### Task to carry out
Find every line in the entries below that contains the word "brick" and copy each one out.

### Records for this task
———

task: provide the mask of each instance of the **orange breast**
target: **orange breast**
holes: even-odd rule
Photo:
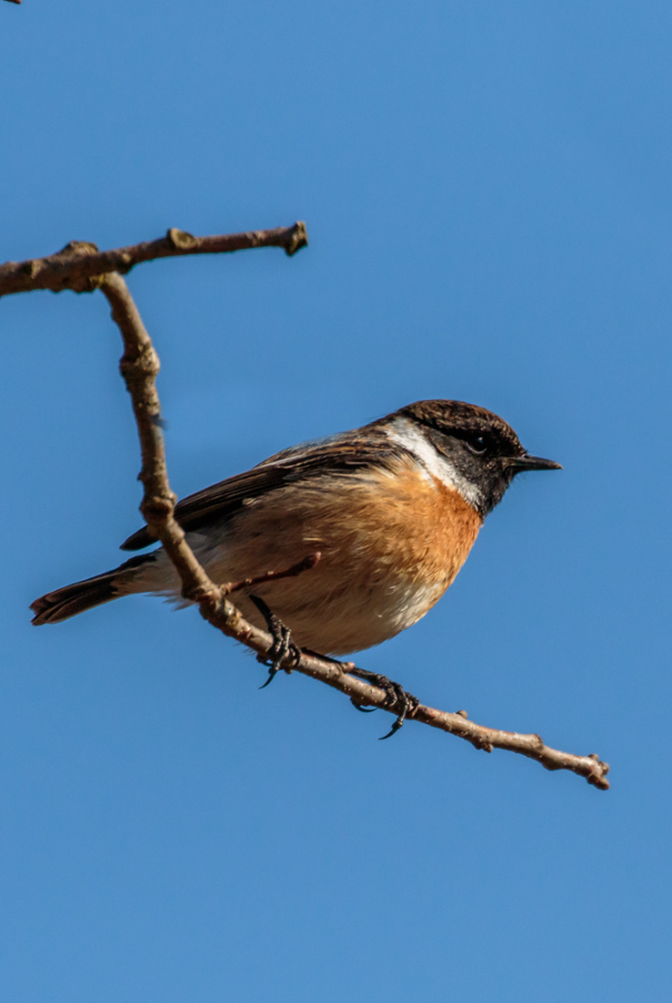
[[[350,560],[368,566],[374,578],[435,585],[438,598],[466,560],[481,522],[458,491],[399,460],[391,471],[371,471],[348,485],[330,543],[343,557],[350,551]]]

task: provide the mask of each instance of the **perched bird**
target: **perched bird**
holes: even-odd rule
[[[559,468],[531,456],[514,429],[482,407],[421,400],[276,453],[184,498],[175,516],[216,583],[319,554],[310,570],[243,591],[236,605],[264,627],[254,592],[296,645],[344,655],[380,644],[431,609],[517,473]],[[121,549],[152,543],[145,527]],[[58,623],[141,592],[185,605],[161,548],[35,600],[33,623]]]

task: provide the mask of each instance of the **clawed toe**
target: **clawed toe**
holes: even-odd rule
[[[259,596],[250,596],[250,599],[266,620],[269,633],[273,637],[273,644],[267,653],[265,655],[257,655],[257,661],[261,662],[262,665],[266,665],[269,670],[268,679],[259,687],[260,689],[266,689],[273,682],[280,669],[289,670],[293,665],[296,665],[301,657],[301,650],[292,641],[292,633],[289,627],[269,609],[264,600],[260,599]],[[289,662],[287,662],[288,655],[292,656]],[[283,665],[284,662],[286,664]]]
[[[348,666],[347,671],[351,675],[357,676],[359,679],[363,679],[364,682],[370,683],[372,686],[377,686],[379,689],[383,690],[386,697],[385,707],[396,711],[397,717],[394,724],[386,735],[380,736],[379,741],[383,741],[385,738],[391,738],[392,735],[395,735],[406,718],[412,717],[417,708],[420,706],[420,701],[417,697],[413,696],[412,693],[406,692],[403,686],[399,683],[395,683],[392,679],[388,679],[387,676],[380,675],[377,672],[367,672],[365,669],[358,669],[356,666],[352,668]],[[360,707],[355,700],[352,700],[351,702],[357,710],[367,712],[367,710],[375,709]]]

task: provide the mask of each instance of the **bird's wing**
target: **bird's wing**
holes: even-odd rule
[[[370,429],[366,436],[348,432],[306,442],[276,453],[245,473],[183,498],[176,506],[175,518],[186,532],[197,531],[230,519],[245,501],[277,487],[324,473],[348,475],[364,467],[387,466],[399,452],[398,445],[383,434],[372,434]],[[121,550],[139,551],[155,542],[156,538],[143,527],[121,544]]]

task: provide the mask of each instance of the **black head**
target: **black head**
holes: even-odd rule
[[[390,417],[405,417],[419,425],[434,448],[466,484],[476,488],[482,516],[503,497],[523,470],[560,470],[552,459],[531,456],[507,422],[475,404],[460,400],[419,400]]]

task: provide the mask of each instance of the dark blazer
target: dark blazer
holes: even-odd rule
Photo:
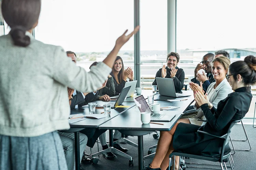
[[[166,69],[166,76],[165,78],[171,78],[171,70],[169,69],[168,67],[165,68]],[[184,80],[185,79],[185,73],[182,68],[179,68],[176,66],[175,68],[178,69],[175,75],[175,78],[173,80],[174,86],[175,88],[175,91],[176,92],[181,91],[183,88],[183,84],[184,84]],[[162,68],[160,68],[156,72],[156,78],[162,77]],[[156,83],[156,79],[155,78],[155,80],[152,84],[152,85],[157,85]]]
[[[216,81],[215,79],[213,78],[213,75],[211,73],[208,73],[207,74],[206,74],[206,75],[207,76],[207,77],[209,78],[209,80],[206,80],[204,82],[203,82],[203,84],[202,84],[203,89],[204,91],[207,91],[208,87],[212,83],[213,83]],[[198,84],[198,85],[200,85],[200,82],[197,80],[196,77],[193,78],[191,79],[191,82]]]
[[[79,105],[85,102],[84,99],[81,92],[76,91],[76,94],[75,96],[73,96],[72,95],[72,96],[73,97],[73,99],[71,101],[70,109],[75,108],[76,105]]]
[[[208,121],[204,125],[180,123],[173,136],[173,148],[188,153],[218,156],[222,139],[197,132],[198,130],[221,136],[226,133],[231,123],[242,119],[247,113],[252,98],[250,87],[236,89],[221,100],[217,108],[210,110],[208,104],[201,106]],[[227,146],[228,150],[230,148]]]

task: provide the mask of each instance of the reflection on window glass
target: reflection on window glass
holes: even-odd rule
[[[133,28],[133,1],[44,0],[35,36],[74,52],[77,65],[88,71],[94,62],[106,57],[126,29]],[[133,41],[118,53],[126,67],[133,67]]]

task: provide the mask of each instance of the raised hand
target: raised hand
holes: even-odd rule
[[[197,79],[199,82],[202,82],[203,83],[208,80],[204,70],[203,70],[202,75],[198,73],[197,74]]]
[[[106,95],[104,95],[101,96],[99,97],[99,99],[100,100],[103,101],[110,101],[110,98]]]
[[[125,34],[128,31],[128,30],[125,32],[122,35],[119,37],[116,41],[116,46],[120,48],[123,46],[125,44],[130,38],[134,34],[136,34],[140,30],[140,26],[138,26],[134,29],[133,31],[131,32],[127,36],[125,35]]]
[[[171,70],[171,78],[172,78],[175,76],[175,75],[176,75],[176,73],[177,73],[177,71],[178,71],[178,69],[176,69],[174,67]]]
[[[125,70],[124,73],[124,78],[123,79],[125,81],[126,81],[126,79],[128,78],[128,76],[131,71],[131,69],[130,67],[128,67]]]
[[[130,74],[128,75],[128,78],[130,79],[130,81],[132,81],[133,80],[133,72],[132,71],[132,70],[131,70],[131,73],[130,73]]]
[[[165,65],[163,65],[162,68],[162,77],[165,78],[166,76],[166,69],[165,68]]]

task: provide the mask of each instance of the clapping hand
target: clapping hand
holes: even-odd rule
[[[175,68],[173,67],[171,70],[171,77],[172,78],[173,77],[175,76],[177,73],[177,71],[178,71],[177,69],[176,69]]]
[[[110,101],[110,98],[106,95],[104,95],[101,96],[99,99],[100,100],[102,100],[103,101]]]
[[[200,92],[202,95],[204,95],[204,91],[203,90],[203,86],[202,84],[202,82],[200,82],[200,86],[199,86],[196,83],[195,83],[193,82],[190,82],[189,83],[189,87],[192,89],[193,91],[195,92],[195,91],[197,91],[199,92]]]
[[[125,35],[125,34],[127,33],[128,30],[125,32],[122,35],[119,37],[116,41],[116,46],[117,46],[119,48],[121,47],[124,45],[132,35],[136,34],[140,30],[140,26],[138,26],[134,29],[133,31],[128,34],[127,36]]]
[[[199,91],[197,91],[194,92],[194,96],[195,101],[199,106],[206,103],[208,103],[208,105],[210,104],[210,102],[209,101],[207,94],[204,95]]]
[[[165,65],[163,66],[162,68],[162,77],[165,78],[166,76],[166,69],[165,68]]]

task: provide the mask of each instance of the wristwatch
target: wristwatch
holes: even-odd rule
[[[208,107],[209,108],[210,108],[211,107],[212,107],[213,105],[212,105],[212,103],[210,103],[210,105],[208,105]]]

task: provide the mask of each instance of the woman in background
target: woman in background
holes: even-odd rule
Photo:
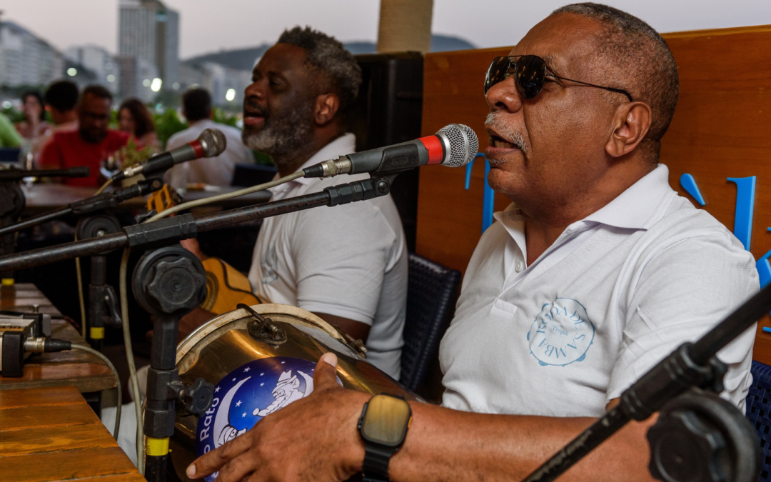
[[[150,147],[154,152],[160,150],[153,116],[138,99],[126,99],[120,104],[120,109],[118,110],[118,128],[133,136],[140,147]]]
[[[29,143],[29,151],[35,162],[52,134],[51,124],[45,121],[45,106],[43,96],[39,91],[25,92],[22,94],[24,120],[15,124],[16,130]]]

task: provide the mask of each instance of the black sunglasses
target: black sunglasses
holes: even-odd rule
[[[631,96],[626,90],[614,89],[613,87],[603,87],[602,86],[595,86],[594,84],[580,80],[558,77],[549,72],[547,69],[546,60],[537,56],[496,57],[490,64],[490,68],[487,69],[487,75],[484,79],[484,93],[487,95],[487,91],[490,90],[490,87],[499,82],[506,80],[513,75],[517,90],[525,99],[533,99],[540,93],[541,89],[544,88],[544,83],[546,82],[546,78],[552,77],[561,80],[569,80],[570,82],[584,84],[591,87],[604,89],[611,92],[618,92],[620,94],[626,96],[629,102],[633,102]]]

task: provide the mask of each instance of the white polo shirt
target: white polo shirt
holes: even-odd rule
[[[298,170],[355,149],[355,136],[345,134]],[[369,177],[301,177],[272,189],[271,201]],[[399,379],[407,247],[391,196],[265,219],[254,245],[249,281],[263,299],[369,325],[367,359]]]
[[[530,266],[519,211],[496,213],[442,340],[444,406],[598,416],[759,290],[752,255],[668,178],[659,165]],[[729,365],[722,396],[742,410],[754,341],[753,327],[719,353]]]

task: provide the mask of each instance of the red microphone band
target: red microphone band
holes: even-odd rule
[[[197,140],[194,140],[190,142],[190,146],[193,147],[193,150],[195,151],[196,159],[203,157],[204,156],[205,153],[204,152],[204,146],[201,145],[200,141]]]
[[[439,164],[444,160],[444,147],[442,141],[436,136],[426,136],[419,137],[418,140],[423,143],[423,146],[429,151],[429,164]]]

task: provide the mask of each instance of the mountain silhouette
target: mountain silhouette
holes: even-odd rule
[[[374,42],[345,42],[345,48],[352,54],[375,53],[376,44]],[[187,64],[198,64],[207,62],[218,63],[237,70],[251,71],[257,62],[271,47],[270,44],[264,43],[257,47],[245,49],[233,49],[221,50],[220,52],[196,56],[185,60]],[[431,52],[446,52],[448,50],[466,50],[476,49],[470,42],[451,35],[431,35]]]

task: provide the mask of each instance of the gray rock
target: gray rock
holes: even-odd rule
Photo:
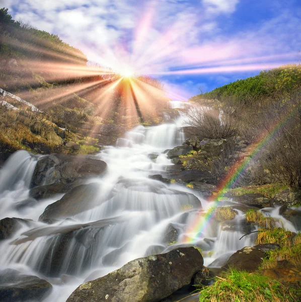
[[[0,240],[11,238],[23,225],[30,222],[21,218],[4,218],[0,220]]]
[[[278,250],[280,247],[278,244],[275,243],[267,243],[265,244],[258,244],[254,247],[259,250],[261,250],[264,252],[268,252],[273,250]]]
[[[0,284],[2,302],[42,301],[52,288],[43,279],[9,269],[0,272]]]
[[[206,152],[208,156],[218,156],[223,148],[224,147],[227,140],[223,139],[203,139],[198,147]]]
[[[184,155],[190,152],[191,150],[190,147],[187,146],[178,146],[175,147],[173,149],[170,150],[167,153],[167,156],[169,159],[173,159],[174,158]]]
[[[163,241],[165,243],[170,244],[178,240],[179,234],[177,229],[171,224],[168,225]]]
[[[104,162],[91,157],[51,154],[38,161],[31,187],[59,183],[67,186],[79,179],[101,175],[106,169],[107,164]]]
[[[198,181],[192,181],[190,183],[193,186],[194,190],[207,193],[207,195],[211,195],[213,192],[215,192],[217,190],[217,187],[214,185]]]
[[[240,204],[250,206],[255,206],[262,208],[269,206],[270,204],[270,199],[265,197],[260,194],[245,194],[237,196],[225,194],[225,196],[232,198],[233,201],[235,202],[238,202]]]
[[[199,144],[200,141],[199,139],[196,137],[192,137],[186,139],[183,143],[183,146],[187,146],[191,149],[195,149]]]
[[[165,177],[170,180],[175,179],[177,182],[182,181],[186,183],[197,182],[214,184],[214,182],[210,173],[197,169],[170,171]]]
[[[158,158],[158,156],[159,155],[158,154],[154,154],[154,153],[151,153],[150,154],[148,154],[147,155],[147,157],[154,161],[157,160],[157,158]]]
[[[193,247],[139,258],[82,284],[67,302],[158,302],[189,284],[203,263],[202,255]]]
[[[254,272],[259,267],[265,256],[265,253],[261,249],[245,247],[233,254],[222,268],[227,270],[234,267],[239,270]]]
[[[299,192],[294,192],[287,189],[277,193],[273,199],[274,204],[285,204],[293,205],[301,200],[301,194]]]
[[[166,184],[170,183],[170,180],[167,178],[164,178],[161,174],[155,174],[154,175],[148,175],[148,178],[154,179],[154,180],[158,180],[158,181],[161,181]]]
[[[212,279],[212,277],[210,275],[209,269],[205,266],[203,266],[202,269],[198,271],[194,277],[193,284],[194,286],[206,285],[204,284],[206,281],[209,278]]]
[[[97,183],[81,185],[66,193],[59,200],[51,203],[39,218],[39,221],[62,219],[72,217],[95,206],[95,198],[99,191]]]

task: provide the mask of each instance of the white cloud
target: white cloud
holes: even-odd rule
[[[240,0],[203,0],[207,13],[210,14],[231,14],[235,11]]]

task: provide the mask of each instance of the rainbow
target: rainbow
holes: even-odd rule
[[[259,158],[262,152],[270,145],[273,140],[280,134],[283,127],[285,126],[296,110],[293,110],[284,117],[284,118],[271,127],[272,130],[269,132],[265,131],[261,138],[256,142],[252,144],[249,149],[250,155],[242,158],[236,162],[229,169],[229,172],[223,180],[217,186],[217,193],[211,195],[208,199],[212,202],[212,206],[216,206],[220,198],[222,197],[224,192],[232,188],[244,175],[244,173],[251,166],[253,163]],[[213,218],[213,211],[208,210],[207,213],[197,215],[192,223],[188,226],[186,235],[183,241],[185,243],[195,243],[197,240],[198,234],[203,233],[210,224]]]

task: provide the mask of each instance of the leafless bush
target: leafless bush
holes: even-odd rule
[[[238,124],[231,108],[219,111],[196,106],[186,111],[185,115],[191,134],[201,139],[229,138],[237,133]]]

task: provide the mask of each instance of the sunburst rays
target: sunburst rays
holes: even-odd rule
[[[26,62],[31,72],[23,74],[20,96],[32,101],[32,94],[22,89],[23,82],[42,85],[34,98],[38,107],[59,104],[77,94],[93,103],[94,116],[105,120],[114,113],[120,121],[126,118],[128,122],[134,123],[149,115],[156,116],[158,108],[166,106],[166,93],[176,100],[187,99],[191,94],[170,84],[163,89],[160,83],[149,81],[145,75],[161,77],[164,83],[162,77],[259,71],[278,67],[296,57],[297,54],[292,53],[263,56],[258,50],[259,45],[243,38],[216,40],[196,46],[187,38],[195,30],[193,22],[187,24],[179,19],[167,25],[166,30],[156,28],[158,4],[154,1],[147,8],[137,22],[132,38],[103,45],[100,50],[83,45],[84,52],[93,54],[98,65],[84,64],[84,55],[71,48],[63,53],[50,50],[48,42],[36,46],[35,52],[47,59]],[[28,51],[33,50],[30,42],[20,45],[14,39],[7,42]],[[33,74],[41,76],[49,86],[43,85],[39,77]],[[8,84],[18,88],[14,79]]]

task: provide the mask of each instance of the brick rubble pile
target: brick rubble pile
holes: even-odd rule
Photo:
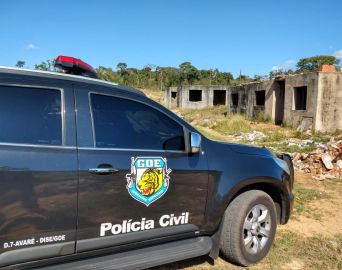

———

### Problem solution
task: provide the mask of each instance of the brick rubble pile
target: brick rubble pile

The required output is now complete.